Leave out the lines before the one with "rule | the innermost"; output that line and all remaining lines of the records exactly.

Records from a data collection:
*** Begin section ***

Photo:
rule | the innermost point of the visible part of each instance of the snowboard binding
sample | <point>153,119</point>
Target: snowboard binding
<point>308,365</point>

*** End section ***

- [WRITTEN REPLY]
rule | the innermost point of the visible part of each instance of the snowboard binding
sample | <point>153,119</point>
Target: snowboard binding
<point>308,365</point>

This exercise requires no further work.